- [Set exercise 1]:
List every term in the passage on money management for trading below that begins with the word "Kelly".

- [Passage to read]:
Widely used in the gambling community for sizing bets, the Kelly Strategy has proven to be an effective money-management tool for trading stocks.
Developing a viable trading strategy requires an effective money-management technique to maximize the long-term geometric wealth of a trading strategy. The strategy must have positive risk-adjusted expectancy for any money management to be additive. Kelly Criterion, a strategy has a positive expectancy will maximize the geometric growth in returns through the re-investment of profits or trade-to-trade compounding of returns. The Strategy defines a fixed fraction of capital to invest in each trade and is based on the
expectation (probability) of long-term capital growth.
Additional controls incorporated into the Kelly Calculator allow the user to vary the degrees of risk and return with built-in filters. Each strategy is automatically backtested to determine the best equity curve.

[Dataset rows on where objects appear]
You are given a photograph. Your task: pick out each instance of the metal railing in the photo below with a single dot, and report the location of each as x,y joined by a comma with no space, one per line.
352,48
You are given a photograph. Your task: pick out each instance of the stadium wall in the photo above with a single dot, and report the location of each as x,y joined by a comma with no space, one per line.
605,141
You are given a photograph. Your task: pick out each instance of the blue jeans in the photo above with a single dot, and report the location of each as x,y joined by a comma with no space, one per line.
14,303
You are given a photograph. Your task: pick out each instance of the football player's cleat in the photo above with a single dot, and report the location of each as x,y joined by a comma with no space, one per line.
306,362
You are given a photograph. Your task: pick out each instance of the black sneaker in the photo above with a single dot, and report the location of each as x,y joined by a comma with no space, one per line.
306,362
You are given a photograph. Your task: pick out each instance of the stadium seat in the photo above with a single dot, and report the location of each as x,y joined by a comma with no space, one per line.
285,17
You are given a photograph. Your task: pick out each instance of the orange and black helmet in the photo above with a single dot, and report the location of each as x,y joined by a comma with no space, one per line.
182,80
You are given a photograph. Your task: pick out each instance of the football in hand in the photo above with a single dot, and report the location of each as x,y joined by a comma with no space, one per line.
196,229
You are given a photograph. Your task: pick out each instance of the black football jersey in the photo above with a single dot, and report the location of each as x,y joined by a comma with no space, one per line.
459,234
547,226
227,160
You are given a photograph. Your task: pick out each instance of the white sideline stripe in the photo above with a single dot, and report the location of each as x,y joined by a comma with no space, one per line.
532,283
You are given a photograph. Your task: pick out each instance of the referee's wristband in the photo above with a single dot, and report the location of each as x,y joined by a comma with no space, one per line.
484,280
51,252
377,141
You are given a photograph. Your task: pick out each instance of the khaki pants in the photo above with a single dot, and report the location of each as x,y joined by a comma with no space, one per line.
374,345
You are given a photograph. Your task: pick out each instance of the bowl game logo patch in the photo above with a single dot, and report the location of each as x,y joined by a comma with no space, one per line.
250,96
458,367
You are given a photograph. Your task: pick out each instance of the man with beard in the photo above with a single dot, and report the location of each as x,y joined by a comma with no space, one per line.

- [Set exercise 2]:
Arrange the stretch of the records above from the line containing "of the white" through the end of the records, both ends included, as a Markdown table with the columns Row and Line. Number each line in Row, and leave out blank lines.

- [Answer 1]:
Kelly Strategy
Kelly Criterion
Kelly Calculator

- [Answer 2]:
| Row | Line |
|---|---|
| 1 | You are given a photograph. Your task: pick out each instance of the white sideline stripe in the photo above with a single dot, and report the location of each as x,y joined by a comma with no space, one per line. |
| 2 | 532,283 |
| 3 | You are given a photograph. Your task: pick out each instance of the referee's wristband in the photo above with a single dot, and report the location of each as x,y joined by a comma with no space, one per line. |
| 4 | 484,280 |
| 5 | 51,252 |
| 6 | 377,141 |
| 7 | You are given a photograph. Your task: pick out each instance of the khaki pants in the photo above with a single dot, and report the location of each as x,y joined by a comma with no space, one per line. |
| 8 | 374,345 |
| 9 | You are given a photograph. Your task: pick out each instance of the bowl game logo patch in the photo above with a single dot, and report the location of each as x,y joined by a comma with no space, one per line. |
| 10 | 250,96 |
| 11 | 458,367 |
| 12 | You are given a photograph. Your task: pick out each instance of the man with beard in the photo above with a single dot, and report the location of each as x,y joined by a comma with no space, one per line. |